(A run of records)
+--
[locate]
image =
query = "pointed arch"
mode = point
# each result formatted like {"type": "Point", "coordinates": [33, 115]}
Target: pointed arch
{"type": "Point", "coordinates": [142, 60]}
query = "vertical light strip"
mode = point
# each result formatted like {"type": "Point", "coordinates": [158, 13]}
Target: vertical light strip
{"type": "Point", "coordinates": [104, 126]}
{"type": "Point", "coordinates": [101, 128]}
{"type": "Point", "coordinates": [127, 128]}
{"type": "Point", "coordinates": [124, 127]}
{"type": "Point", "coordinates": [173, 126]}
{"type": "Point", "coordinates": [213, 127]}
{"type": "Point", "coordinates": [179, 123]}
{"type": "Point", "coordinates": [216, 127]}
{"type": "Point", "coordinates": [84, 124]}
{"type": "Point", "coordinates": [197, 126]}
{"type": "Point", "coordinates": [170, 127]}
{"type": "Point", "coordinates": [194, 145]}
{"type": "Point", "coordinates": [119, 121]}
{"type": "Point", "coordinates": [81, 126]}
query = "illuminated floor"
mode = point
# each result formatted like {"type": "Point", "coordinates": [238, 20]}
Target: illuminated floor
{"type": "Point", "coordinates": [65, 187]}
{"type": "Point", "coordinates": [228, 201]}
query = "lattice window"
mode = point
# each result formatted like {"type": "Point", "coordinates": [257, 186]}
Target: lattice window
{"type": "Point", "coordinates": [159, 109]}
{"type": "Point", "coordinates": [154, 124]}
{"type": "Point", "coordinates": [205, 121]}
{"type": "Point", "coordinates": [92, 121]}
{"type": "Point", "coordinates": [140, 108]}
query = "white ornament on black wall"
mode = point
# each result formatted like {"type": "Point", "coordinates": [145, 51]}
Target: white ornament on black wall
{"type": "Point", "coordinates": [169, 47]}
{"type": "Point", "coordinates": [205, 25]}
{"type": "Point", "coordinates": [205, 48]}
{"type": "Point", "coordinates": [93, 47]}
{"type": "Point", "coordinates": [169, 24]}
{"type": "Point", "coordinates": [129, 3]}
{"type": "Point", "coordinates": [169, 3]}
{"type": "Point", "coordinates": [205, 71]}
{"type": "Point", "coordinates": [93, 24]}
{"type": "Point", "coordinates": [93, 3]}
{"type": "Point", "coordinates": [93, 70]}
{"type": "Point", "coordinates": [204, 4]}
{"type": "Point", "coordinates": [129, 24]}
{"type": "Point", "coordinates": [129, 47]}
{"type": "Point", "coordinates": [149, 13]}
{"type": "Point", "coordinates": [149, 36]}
+--
## WHAT YOU SHOULD DO
Gather every line from the records above that contains the string "like", and copy each one out in full.

## ANSWER TO THE TASK
# each result formatted like {"type": "Point", "coordinates": [33, 115]}
# each result formatted like {"type": "Point", "coordinates": [158, 13]}
# each result formatted like {"type": "Point", "coordinates": [238, 20]}
# each result formatted like {"type": "Point", "coordinates": [257, 186]}
# each result formatted like {"type": "Point", "coordinates": [145, 51]}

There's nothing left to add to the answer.